**Task directions**
Below is a block of entries, which should be copied verbatim apart from the pictures.
++++ Information given
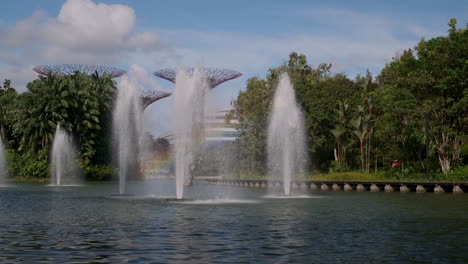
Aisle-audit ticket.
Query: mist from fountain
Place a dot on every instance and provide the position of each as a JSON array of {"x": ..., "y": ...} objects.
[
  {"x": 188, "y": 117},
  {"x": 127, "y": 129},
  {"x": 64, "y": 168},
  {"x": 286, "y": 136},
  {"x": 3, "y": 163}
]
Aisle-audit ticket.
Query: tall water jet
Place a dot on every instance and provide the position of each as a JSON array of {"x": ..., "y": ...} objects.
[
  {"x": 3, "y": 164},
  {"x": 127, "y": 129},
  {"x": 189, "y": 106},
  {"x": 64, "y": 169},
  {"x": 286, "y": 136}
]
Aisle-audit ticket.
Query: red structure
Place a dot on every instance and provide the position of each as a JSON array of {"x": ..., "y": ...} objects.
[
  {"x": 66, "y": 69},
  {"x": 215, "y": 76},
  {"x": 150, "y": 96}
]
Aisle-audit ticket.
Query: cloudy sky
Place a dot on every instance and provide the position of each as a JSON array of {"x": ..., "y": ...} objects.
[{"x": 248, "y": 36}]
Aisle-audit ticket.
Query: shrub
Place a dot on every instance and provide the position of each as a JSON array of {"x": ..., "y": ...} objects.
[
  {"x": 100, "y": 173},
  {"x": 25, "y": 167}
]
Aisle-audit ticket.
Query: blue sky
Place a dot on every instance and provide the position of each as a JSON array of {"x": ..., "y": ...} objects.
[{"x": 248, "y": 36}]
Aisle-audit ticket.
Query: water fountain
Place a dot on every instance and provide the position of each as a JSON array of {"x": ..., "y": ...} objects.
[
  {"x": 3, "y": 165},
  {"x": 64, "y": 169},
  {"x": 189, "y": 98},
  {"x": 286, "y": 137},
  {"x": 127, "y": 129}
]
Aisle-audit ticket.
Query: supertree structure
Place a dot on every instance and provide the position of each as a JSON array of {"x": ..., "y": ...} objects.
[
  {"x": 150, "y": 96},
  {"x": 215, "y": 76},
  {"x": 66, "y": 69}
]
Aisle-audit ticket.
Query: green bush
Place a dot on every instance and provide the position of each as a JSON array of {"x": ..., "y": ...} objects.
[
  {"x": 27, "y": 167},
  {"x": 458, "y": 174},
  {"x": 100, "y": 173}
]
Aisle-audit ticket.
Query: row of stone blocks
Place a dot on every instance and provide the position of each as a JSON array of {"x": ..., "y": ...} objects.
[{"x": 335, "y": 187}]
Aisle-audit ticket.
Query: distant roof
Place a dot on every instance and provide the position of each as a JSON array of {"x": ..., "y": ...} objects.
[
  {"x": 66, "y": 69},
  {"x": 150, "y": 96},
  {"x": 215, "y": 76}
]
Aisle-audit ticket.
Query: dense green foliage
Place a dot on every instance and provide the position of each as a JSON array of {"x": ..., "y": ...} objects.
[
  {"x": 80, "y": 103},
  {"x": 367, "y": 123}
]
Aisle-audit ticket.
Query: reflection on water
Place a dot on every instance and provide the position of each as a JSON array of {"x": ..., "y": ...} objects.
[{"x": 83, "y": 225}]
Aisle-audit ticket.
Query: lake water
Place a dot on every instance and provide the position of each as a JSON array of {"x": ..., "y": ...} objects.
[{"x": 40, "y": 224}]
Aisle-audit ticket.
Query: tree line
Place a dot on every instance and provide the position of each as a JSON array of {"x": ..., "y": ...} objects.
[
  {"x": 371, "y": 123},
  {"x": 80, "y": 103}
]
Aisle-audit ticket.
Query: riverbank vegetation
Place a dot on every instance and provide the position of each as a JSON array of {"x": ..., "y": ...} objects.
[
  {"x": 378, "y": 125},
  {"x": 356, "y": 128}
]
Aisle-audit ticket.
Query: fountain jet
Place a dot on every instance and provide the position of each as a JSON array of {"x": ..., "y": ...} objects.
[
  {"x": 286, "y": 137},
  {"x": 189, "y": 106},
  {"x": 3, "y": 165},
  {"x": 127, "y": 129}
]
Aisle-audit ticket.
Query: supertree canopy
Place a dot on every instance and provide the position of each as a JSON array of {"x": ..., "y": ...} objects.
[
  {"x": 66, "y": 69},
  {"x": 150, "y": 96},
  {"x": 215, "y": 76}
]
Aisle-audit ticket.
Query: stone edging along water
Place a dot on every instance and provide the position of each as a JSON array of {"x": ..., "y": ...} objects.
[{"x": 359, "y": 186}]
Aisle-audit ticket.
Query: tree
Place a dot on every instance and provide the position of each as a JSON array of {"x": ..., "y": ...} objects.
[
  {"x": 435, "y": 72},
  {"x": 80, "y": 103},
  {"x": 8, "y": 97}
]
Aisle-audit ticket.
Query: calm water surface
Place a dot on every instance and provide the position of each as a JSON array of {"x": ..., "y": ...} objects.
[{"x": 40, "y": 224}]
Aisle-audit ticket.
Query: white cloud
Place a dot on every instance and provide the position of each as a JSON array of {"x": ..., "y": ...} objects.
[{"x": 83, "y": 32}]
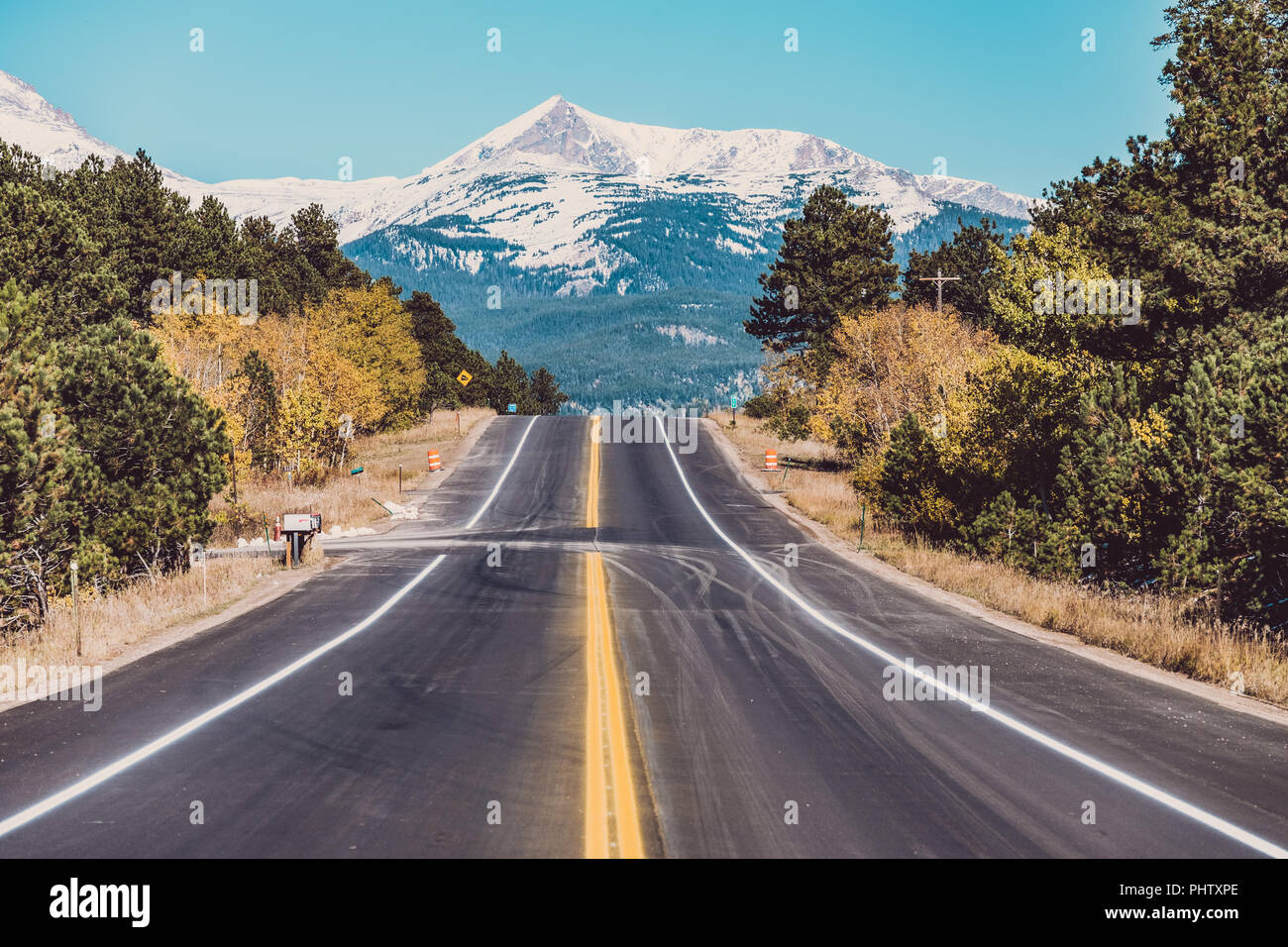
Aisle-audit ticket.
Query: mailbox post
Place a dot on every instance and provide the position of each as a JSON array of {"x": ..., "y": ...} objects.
++++++++
**Output of the exercise**
Aisle-audit ticket.
Query: mist from fountain
Place a dot on every instance and provide the position of each as a JSON array of {"x": ..., "y": ...} objects.
[
  {"x": 188, "y": 117},
  {"x": 127, "y": 129},
  {"x": 64, "y": 168},
  {"x": 286, "y": 136},
  {"x": 3, "y": 163}
]
Aisle-audit ticket.
Query: tall water jet
Place a dot on every instance and provide the position of each as a JSON array of {"x": ..., "y": ...} objects.
[
  {"x": 3, "y": 164},
  {"x": 127, "y": 129},
  {"x": 189, "y": 106},
  {"x": 64, "y": 169},
  {"x": 286, "y": 136}
]
Aisle-audit ticket.
Query: red structure
Place a dot on every instance and provide the position of each as a JSON array of {"x": ..., "y": ...} objects.
[
  {"x": 66, "y": 69},
  {"x": 215, "y": 76},
  {"x": 150, "y": 96}
]
Aisle-audit ticket.
Query: cloudy sky
Place a dot on every instance and provide the position of each as a JSON array of {"x": ..., "y": ...} objects.
[{"x": 248, "y": 36}]
Aisle-audit ticket.
Query: shrub
Place a dot on every instance and provide the position of each as a JSON array of {"x": ..., "y": ...} objects.
[
  {"x": 100, "y": 173},
  {"x": 25, "y": 167}
]
Aisle-audit ticket.
Query: blue sky
Place a dot on every instance and provide the position of each as a JSON array of {"x": ..., "y": ...} objects.
[{"x": 248, "y": 36}]
Aisle-audit ticket.
Query: water fountain
Place a dot on every instance and provide the position of each as a JSON array of {"x": ..., "y": ...} objects.
[
  {"x": 3, "y": 165},
  {"x": 64, "y": 169},
  {"x": 189, "y": 98},
  {"x": 286, "y": 137},
  {"x": 127, "y": 129}
]
Aisle-audit ticket.
Query: supertree structure
Place a dot on every instance and provide the position of each as a JSON array of {"x": ..., "y": ...} objects.
[
  {"x": 150, "y": 96},
  {"x": 215, "y": 76},
  {"x": 66, "y": 69}
]
Aisle-audit ticket.
Query: green bush
Place a dot on every instance and provide the position of each as a JSON array of {"x": ..., "y": ...} objects.
[
  {"x": 27, "y": 167},
  {"x": 458, "y": 174},
  {"x": 100, "y": 173}
]
Aisle-audit ticket.
Query: row of stone blocks
Place a dot on every instance and provide the position of each as a JSON array of {"x": ..., "y": ...} objects.
[{"x": 335, "y": 187}]
Aisle-audit ticket.
Query: distant roof
Place a dot on every instance and provide the position of each as a JSON array of {"x": ..., "y": ...} objects.
[
  {"x": 66, "y": 69},
  {"x": 150, "y": 96},
  {"x": 215, "y": 76}
]
Aisle-audit ticket.
Query: dense green foliage
Place a dot on every instance and provide the position of each as a JSON array of {"x": ..., "y": ...} objects.
[
  {"x": 80, "y": 103},
  {"x": 367, "y": 123}
]
Aisle-audit ticket.
Query: reflection on water
Place a dot on every instance and provide the position of each as a JSON array of {"x": ..., "y": ...} objects.
[{"x": 83, "y": 225}]
Aisle-audit ticket.
Query: lake water
Place a dot on every instance and provide the position of each as a JSON array of {"x": ..., "y": ...} objects.
[{"x": 40, "y": 224}]
Aisle-audit ticket.
Query: tree line
Place a dot on every instance and provide the position of each as a JSON array of {"x": ..., "y": ...} objects.
[
  {"x": 371, "y": 123},
  {"x": 80, "y": 103}
]
Aisle-audit ticket.
Query: riverbank vegetation
Place a dot on every instance and provide the position of each as a JSON array of {"x": ..., "y": ...} objects.
[
  {"x": 378, "y": 125},
  {"x": 356, "y": 128}
]
Aisle-audit ticket.
Query: fountain jet
Place a dot on every instance and provide the position of each as a JSON array of {"x": ..., "y": ...} objects.
[
  {"x": 286, "y": 137},
  {"x": 189, "y": 106},
  {"x": 3, "y": 165},
  {"x": 127, "y": 129}
]
Aisle-audit ticket.
Query: supertree canopy
Place a dot on every instance and provide the position of each as a JSON array of {"x": ..., "y": ...} objects.
[
  {"x": 66, "y": 69},
  {"x": 150, "y": 96},
  {"x": 215, "y": 76}
]
Aisle-audit ticket.
Query: stone edging along water
Place a dot on every instance and provide the position of each as a JSON array of {"x": ..., "y": ...} objects.
[{"x": 359, "y": 186}]
Aisle-audit ticket.
Query: tree
Place a dot on every instance and provide the position of each as a JSON array of {"x": ..., "y": ...} objects.
[
  {"x": 435, "y": 72},
  {"x": 80, "y": 103},
  {"x": 8, "y": 97}
]
Aisle-audit ticket.
Query: calm water surface
Place a dot on every instance and provide the position of each as a JSON array of {"x": ..., "y": ...} objects.
[{"x": 40, "y": 224}]
Aisle-audit ticket.
Query: white cloud
Place a dot on every instance and provide the position of each as a JSON array of {"x": ..., "y": ...} objects.
[{"x": 83, "y": 32}]
Aisle-audit ticket.
Query: mailbox post
Place a dot on every instance and provide the position of each as a JSON array of {"x": ..., "y": ...} objects.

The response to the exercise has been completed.